→ **ISTRUZIONI ESERCIZIO**
Riscrivi tutte le voci sostituendo "bounding box" con "enclosing rectangle" e lasciando invariato tutto il resto. Ometti le immagini.

→ **Voci memorizzate**
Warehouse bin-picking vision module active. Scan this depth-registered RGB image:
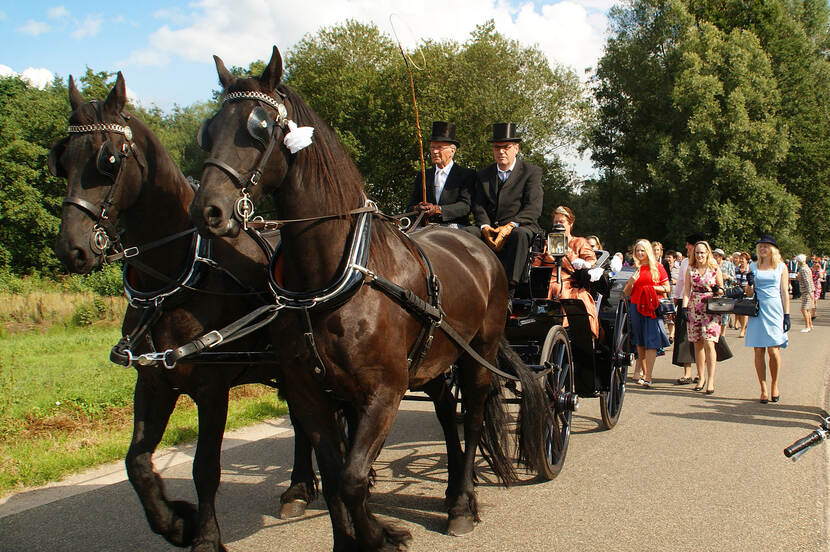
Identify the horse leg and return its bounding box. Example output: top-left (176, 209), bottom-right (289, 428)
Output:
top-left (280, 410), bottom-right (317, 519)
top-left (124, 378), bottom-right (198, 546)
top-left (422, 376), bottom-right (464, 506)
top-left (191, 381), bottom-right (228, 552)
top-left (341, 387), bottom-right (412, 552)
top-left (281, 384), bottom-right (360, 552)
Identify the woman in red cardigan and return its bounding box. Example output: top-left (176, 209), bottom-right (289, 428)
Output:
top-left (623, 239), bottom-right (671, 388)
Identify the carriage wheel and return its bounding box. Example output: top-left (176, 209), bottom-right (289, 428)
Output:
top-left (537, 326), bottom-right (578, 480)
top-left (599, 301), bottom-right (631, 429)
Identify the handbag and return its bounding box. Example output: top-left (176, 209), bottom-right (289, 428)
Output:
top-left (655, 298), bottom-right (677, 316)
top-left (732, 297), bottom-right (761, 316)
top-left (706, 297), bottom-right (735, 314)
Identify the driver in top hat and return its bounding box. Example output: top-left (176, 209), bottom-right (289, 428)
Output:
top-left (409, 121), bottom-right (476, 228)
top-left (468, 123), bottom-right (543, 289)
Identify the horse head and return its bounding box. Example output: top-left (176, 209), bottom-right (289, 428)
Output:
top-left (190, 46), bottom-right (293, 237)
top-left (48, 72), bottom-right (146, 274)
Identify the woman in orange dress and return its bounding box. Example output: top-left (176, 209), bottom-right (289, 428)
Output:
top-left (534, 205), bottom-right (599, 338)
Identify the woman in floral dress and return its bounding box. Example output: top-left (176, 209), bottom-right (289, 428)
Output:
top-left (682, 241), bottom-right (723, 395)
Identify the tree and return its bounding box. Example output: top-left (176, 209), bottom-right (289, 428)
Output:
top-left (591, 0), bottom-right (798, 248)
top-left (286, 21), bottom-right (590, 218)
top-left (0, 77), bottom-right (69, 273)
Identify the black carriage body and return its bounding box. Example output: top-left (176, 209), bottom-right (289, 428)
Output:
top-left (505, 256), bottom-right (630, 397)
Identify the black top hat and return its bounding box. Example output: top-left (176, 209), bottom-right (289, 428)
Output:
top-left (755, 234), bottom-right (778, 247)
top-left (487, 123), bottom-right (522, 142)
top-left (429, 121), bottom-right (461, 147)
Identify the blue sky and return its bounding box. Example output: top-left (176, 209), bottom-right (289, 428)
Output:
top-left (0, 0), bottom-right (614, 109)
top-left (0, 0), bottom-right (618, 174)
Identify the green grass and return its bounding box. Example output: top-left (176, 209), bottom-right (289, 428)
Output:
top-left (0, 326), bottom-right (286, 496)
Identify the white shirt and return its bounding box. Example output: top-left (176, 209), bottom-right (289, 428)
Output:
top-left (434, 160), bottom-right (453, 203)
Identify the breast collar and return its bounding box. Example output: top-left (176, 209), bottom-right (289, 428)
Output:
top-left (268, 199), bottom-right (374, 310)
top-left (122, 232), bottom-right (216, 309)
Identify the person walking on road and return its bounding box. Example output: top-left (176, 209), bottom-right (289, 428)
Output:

→ **RISULTATO CORRETTO**
Warehouse bin-picking vision module active. Scan this depth-registered RGB image:
Identify the horse leg and return its enclosing rectangle. Example output: top-left (176, 209), bottom-right (289, 428)
Output:
top-left (280, 410), bottom-right (317, 519)
top-left (124, 378), bottom-right (198, 546)
top-left (422, 376), bottom-right (464, 506)
top-left (191, 381), bottom-right (228, 552)
top-left (341, 387), bottom-right (412, 552)
top-left (281, 384), bottom-right (360, 552)
Identify the woman in red cardigan and return its enclosing rectangle. Example output: top-left (176, 209), bottom-right (289, 428)
Output:
top-left (623, 239), bottom-right (671, 388)
Identify the carriage wheel and return its enclosing rectangle. Example output: top-left (176, 209), bottom-right (289, 428)
Output:
top-left (537, 326), bottom-right (578, 480)
top-left (599, 301), bottom-right (631, 429)
Identify the handbag and return its enclosing rectangle. Example output: top-left (176, 209), bottom-right (289, 428)
Output:
top-left (655, 298), bottom-right (677, 316)
top-left (732, 297), bottom-right (761, 316)
top-left (706, 297), bottom-right (735, 314)
Identify the driver in top hat and return its enclosing rectangle. Example output: top-left (176, 209), bottom-right (289, 428)
Output:
top-left (409, 121), bottom-right (476, 228)
top-left (468, 123), bottom-right (543, 289)
Identify the horse head and return its enclosing rectangle. Example output: top-left (176, 209), bottom-right (289, 428)
Output:
top-left (190, 46), bottom-right (293, 237)
top-left (48, 72), bottom-right (146, 274)
Identify the woman in orange dress and return its enclosing rectangle. Example output: top-left (176, 209), bottom-right (289, 428)
Output:
top-left (534, 205), bottom-right (599, 338)
Identify the woman in floral dress and return its enclosing rectangle. Example output: top-left (176, 209), bottom-right (289, 428)
Output:
top-left (682, 241), bottom-right (723, 395)
Identify the tree and return its enclosing rectangle. Example output: top-left (176, 209), bottom-right (289, 428)
Output:
top-left (591, 0), bottom-right (798, 248)
top-left (286, 21), bottom-right (590, 218)
top-left (0, 77), bottom-right (69, 273)
Identify the black carriage body and return its enclosing rectangle. Example output: top-left (176, 209), bottom-right (289, 428)
Output:
top-left (505, 256), bottom-right (630, 397)
Identify the black top hat and return its enclosing rectangle. Example output: top-left (176, 209), bottom-right (289, 428)
Output:
top-left (755, 234), bottom-right (778, 247)
top-left (487, 123), bottom-right (522, 142)
top-left (429, 121), bottom-right (461, 147)
Identify the blue sky and return its enclosing rectangle. Example output: top-left (176, 209), bottom-right (289, 428)
Output:
top-left (0, 0), bottom-right (614, 109)
top-left (0, 0), bottom-right (618, 174)
Identify the green grass and return its enclosing rectangle. Example output: top-left (176, 209), bottom-right (289, 428)
Output:
top-left (0, 326), bottom-right (286, 496)
Identify the white shirt and return its enclosing rectangle. Example output: top-left (176, 209), bottom-right (289, 428)
Output:
top-left (434, 160), bottom-right (453, 203)
Identify the breast collar and return its enclosing rectangle. Example output: top-left (176, 209), bottom-right (289, 428)
Output:
top-left (268, 199), bottom-right (374, 310)
top-left (122, 232), bottom-right (216, 309)
Identify the person walking on road and return its enclosing rectangle. Example output: top-left (176, 209), bottom-right (289, 428)
Output:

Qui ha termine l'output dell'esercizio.